* Dataset records:
● ● ●

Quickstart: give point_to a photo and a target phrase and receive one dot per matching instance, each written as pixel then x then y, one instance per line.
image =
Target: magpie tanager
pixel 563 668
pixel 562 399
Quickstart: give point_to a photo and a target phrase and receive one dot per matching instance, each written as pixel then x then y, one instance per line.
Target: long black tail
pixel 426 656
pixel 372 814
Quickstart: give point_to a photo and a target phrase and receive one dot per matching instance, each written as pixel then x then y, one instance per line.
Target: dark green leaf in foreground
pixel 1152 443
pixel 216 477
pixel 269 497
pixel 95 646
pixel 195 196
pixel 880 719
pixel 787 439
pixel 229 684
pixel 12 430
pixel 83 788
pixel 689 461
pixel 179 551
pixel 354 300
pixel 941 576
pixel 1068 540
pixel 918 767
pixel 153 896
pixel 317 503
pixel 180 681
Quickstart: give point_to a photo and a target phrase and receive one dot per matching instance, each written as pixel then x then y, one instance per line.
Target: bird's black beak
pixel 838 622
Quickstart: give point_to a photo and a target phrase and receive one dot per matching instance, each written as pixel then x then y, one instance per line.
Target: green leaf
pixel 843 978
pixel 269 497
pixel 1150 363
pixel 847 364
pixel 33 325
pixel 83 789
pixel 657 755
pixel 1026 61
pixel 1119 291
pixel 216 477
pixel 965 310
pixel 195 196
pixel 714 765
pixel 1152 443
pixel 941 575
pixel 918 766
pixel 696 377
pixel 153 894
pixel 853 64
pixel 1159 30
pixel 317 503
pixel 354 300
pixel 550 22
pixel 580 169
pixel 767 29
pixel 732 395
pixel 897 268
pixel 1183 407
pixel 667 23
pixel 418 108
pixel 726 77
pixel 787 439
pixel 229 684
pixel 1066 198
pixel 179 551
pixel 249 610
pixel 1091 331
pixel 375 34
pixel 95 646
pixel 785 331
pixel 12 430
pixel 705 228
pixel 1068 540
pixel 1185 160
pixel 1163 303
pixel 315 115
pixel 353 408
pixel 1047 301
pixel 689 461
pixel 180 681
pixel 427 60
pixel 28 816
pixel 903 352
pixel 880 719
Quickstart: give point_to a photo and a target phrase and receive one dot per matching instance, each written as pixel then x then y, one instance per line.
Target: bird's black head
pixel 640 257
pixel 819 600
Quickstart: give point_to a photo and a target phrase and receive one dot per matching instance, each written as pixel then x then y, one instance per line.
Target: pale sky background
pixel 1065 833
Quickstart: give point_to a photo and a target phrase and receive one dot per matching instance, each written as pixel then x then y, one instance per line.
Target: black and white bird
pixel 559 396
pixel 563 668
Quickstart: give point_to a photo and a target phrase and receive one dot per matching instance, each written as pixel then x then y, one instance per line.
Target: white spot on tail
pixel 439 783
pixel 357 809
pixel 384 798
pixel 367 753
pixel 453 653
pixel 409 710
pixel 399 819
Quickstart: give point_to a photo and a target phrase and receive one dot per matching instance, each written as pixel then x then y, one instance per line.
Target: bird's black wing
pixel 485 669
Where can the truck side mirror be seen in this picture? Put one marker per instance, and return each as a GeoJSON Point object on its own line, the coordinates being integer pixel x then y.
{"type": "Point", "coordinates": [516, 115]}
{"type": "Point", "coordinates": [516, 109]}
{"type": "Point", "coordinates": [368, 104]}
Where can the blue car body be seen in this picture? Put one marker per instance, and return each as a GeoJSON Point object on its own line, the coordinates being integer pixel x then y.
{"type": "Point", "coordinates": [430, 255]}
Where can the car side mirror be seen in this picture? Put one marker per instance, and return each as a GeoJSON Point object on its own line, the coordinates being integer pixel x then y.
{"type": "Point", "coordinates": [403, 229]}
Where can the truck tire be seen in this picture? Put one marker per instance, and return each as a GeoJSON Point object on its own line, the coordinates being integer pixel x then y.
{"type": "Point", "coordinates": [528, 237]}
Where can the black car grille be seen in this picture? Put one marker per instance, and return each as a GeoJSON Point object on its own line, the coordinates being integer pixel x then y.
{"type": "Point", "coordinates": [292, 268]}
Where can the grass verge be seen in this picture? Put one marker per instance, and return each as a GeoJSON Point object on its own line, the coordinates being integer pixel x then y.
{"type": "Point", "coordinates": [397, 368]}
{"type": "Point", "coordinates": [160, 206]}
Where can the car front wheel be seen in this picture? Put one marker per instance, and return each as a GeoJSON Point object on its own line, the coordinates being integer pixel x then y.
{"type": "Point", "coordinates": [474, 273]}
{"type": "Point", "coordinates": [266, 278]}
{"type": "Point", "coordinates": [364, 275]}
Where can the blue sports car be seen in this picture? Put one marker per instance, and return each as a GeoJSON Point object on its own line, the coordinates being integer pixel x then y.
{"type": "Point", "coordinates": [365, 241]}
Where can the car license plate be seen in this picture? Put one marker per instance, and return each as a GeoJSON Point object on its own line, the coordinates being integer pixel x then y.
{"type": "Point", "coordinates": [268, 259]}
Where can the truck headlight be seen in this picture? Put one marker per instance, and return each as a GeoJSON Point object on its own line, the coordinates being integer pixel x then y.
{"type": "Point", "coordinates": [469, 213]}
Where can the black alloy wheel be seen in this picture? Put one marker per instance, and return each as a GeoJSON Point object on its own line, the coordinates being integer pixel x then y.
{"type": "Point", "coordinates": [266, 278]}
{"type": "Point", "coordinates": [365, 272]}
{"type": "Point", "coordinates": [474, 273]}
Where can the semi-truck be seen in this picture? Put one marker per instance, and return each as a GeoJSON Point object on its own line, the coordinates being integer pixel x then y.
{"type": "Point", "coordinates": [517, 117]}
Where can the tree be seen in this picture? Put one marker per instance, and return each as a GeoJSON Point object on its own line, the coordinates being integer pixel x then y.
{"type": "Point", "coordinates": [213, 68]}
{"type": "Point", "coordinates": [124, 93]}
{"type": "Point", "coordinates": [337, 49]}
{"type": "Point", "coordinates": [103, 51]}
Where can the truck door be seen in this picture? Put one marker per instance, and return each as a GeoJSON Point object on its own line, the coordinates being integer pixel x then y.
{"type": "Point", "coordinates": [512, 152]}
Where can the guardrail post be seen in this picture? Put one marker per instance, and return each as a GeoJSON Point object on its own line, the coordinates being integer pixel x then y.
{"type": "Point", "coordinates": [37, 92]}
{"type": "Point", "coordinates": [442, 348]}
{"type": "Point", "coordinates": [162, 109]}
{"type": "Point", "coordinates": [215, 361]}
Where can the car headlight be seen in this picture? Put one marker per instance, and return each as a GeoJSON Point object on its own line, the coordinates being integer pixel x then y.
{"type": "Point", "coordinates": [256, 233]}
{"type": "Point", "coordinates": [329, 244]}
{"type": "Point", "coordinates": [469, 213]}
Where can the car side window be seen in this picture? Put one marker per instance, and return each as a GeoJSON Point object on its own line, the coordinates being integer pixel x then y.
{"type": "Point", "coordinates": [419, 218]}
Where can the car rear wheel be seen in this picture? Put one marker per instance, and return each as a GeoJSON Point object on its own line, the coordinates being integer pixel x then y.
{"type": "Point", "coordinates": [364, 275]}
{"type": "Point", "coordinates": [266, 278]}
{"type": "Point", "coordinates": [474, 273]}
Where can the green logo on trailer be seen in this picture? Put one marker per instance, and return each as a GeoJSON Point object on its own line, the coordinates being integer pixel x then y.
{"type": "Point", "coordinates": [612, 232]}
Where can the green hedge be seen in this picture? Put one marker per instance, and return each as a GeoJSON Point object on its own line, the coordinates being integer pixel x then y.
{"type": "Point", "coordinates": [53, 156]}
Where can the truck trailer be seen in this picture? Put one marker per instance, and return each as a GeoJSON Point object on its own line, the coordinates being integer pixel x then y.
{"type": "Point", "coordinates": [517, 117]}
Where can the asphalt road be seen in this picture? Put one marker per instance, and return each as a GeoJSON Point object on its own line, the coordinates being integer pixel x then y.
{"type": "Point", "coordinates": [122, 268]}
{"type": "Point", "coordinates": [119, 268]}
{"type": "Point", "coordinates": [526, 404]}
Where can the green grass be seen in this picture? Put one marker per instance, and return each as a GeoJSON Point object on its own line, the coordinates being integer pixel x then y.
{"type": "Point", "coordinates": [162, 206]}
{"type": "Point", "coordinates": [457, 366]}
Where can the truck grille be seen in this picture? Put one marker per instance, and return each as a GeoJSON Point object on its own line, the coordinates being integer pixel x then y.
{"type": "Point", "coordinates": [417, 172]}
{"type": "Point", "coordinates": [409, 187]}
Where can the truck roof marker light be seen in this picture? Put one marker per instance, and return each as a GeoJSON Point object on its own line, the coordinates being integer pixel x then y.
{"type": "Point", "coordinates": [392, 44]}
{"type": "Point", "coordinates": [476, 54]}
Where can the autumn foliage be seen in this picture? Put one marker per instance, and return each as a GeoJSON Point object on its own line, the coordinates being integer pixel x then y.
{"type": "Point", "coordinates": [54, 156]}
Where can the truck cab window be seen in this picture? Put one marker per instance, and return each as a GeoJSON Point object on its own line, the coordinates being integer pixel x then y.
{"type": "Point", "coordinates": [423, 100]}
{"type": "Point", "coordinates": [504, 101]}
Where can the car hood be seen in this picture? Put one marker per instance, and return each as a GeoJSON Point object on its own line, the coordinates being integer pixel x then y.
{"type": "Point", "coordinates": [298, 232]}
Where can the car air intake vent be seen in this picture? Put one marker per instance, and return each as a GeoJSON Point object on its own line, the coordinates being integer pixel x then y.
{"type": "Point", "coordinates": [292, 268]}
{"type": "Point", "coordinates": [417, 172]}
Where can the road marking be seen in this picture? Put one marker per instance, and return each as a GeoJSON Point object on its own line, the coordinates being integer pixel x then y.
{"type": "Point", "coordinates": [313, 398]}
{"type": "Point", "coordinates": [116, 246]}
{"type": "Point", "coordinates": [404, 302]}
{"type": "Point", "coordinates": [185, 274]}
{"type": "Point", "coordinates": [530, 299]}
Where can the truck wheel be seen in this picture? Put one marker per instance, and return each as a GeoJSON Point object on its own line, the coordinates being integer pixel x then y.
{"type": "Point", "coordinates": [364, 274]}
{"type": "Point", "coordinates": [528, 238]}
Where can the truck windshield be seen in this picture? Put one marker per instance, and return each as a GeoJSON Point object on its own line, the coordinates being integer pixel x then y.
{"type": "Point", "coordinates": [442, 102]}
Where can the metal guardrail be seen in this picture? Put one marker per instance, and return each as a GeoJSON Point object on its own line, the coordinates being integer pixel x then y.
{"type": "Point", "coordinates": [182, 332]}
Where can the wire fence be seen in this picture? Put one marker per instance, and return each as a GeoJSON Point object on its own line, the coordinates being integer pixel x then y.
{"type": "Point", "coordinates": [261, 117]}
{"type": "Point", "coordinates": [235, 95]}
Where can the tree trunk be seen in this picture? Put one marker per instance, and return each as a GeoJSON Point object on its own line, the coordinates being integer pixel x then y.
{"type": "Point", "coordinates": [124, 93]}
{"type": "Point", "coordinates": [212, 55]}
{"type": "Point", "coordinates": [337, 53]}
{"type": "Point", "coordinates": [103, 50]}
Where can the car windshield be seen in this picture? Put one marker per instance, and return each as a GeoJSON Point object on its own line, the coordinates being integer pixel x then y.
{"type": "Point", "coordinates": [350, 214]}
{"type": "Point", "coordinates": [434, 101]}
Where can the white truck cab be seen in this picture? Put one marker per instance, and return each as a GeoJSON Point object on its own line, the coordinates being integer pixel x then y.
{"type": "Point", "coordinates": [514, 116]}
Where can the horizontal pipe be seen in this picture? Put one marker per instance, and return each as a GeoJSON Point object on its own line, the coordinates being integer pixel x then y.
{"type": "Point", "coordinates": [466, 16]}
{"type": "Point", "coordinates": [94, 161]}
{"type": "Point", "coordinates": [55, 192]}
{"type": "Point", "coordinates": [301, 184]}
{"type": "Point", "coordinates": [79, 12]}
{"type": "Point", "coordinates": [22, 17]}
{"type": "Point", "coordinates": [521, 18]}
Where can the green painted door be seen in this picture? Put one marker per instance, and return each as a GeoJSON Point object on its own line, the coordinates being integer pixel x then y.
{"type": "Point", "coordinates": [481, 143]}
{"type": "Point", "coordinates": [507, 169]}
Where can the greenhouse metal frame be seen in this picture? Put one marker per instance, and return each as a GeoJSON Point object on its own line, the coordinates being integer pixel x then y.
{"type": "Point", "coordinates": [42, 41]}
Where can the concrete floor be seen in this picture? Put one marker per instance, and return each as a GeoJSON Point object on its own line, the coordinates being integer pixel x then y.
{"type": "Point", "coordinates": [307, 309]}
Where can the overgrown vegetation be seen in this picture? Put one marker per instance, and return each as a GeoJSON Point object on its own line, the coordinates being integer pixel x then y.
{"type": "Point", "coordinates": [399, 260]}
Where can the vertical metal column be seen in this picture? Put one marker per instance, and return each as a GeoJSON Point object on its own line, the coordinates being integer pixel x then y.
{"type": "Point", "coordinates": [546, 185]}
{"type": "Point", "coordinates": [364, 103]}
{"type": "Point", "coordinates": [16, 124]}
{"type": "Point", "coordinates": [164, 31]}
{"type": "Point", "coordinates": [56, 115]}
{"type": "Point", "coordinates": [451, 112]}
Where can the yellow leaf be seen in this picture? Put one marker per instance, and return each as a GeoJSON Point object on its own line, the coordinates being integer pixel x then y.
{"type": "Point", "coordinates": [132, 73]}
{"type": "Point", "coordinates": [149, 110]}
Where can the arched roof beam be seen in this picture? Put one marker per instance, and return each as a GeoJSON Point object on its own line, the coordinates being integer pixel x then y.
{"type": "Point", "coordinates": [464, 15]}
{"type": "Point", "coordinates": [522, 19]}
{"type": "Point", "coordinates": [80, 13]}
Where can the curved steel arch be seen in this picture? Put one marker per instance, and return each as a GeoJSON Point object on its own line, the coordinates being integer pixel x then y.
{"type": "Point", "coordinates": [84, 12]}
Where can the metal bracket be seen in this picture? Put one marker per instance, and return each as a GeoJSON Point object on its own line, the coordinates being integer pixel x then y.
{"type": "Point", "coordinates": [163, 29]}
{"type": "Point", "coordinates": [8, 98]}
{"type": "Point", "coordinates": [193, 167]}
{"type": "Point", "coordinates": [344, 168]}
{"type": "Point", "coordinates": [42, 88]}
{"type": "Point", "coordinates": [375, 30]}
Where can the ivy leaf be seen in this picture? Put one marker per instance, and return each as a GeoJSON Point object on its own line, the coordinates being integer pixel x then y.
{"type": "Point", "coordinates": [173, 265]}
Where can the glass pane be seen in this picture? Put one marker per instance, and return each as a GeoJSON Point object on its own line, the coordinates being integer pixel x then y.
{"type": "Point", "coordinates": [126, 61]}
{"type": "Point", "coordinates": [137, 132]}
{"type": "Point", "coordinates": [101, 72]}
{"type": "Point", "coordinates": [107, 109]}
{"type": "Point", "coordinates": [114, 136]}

● ● ●

* Aim:
Beginning with the line that contains "Where can the arched" and continuing through the end of the records, lay out those lines as a numbered list and leave out any blank lines.

* Final result:
1. Where can the arched roof beam be seen in this picture? Put one marker per instance, and return each as a GeoJSON Point object on its own line, the coordinates being integer pixel x then y.
2. {"type": "Point", "coordinates": [464, 15]}
3. {"type": "Point", "coordinates": [522, 19]}
4. {"type": "Point", "coordinates": [80, 13]}
5. Where can the curved steel arch be seen in this picture? Put one marker per instance, and return each as a GeoJSON Point object on its own line, the coordinates being integer pixel x then y.
6. {"type": "Point", "coordinates": [84, 12]}
7. Where can the metal bracket be seen in this picture? Put one marker per instance, and return each as a GeoJSON Point object on its own line, the coordinates being integer pixel x then y.
8. {"type": "Point", "coordinates": [163, 29]}
9. {"type": "Point", "coordinates": [8, 98]}
10. {"type": "Point", "coordinates": [193, 167]}
11. {"type": "Point", "coordinates": [344, 168]}
12. {"type": "Point", "coordinates": [42, 88]}
13. {"type": "Point", "coordinates": [375, 30]}
14. Where can the ivy leaf be seen in this picture? Put one marker per instance, and return each as a GeoJSON Point object on its own line, the coordinates being integer pixel x then y.
15. {"type": "Point", "coordinates": [173, 265]}
16. Where can the glass pane be seen in this picture? Put one marker per instance, and return each as a GeoJSON Point object on its own line, the coordinates being integer pixel x then y.
17. {"type": "Point", "coordinates": [126, 61]}
18. {"type": "Point", "coordinates": [137, 132]}
19. {"type": "Point", "coordinates": [101, 72]}
20. {"type": "Point", "coordinates": [107, 109]}
21. {"type": "Point", "coordinates": [114, 136]}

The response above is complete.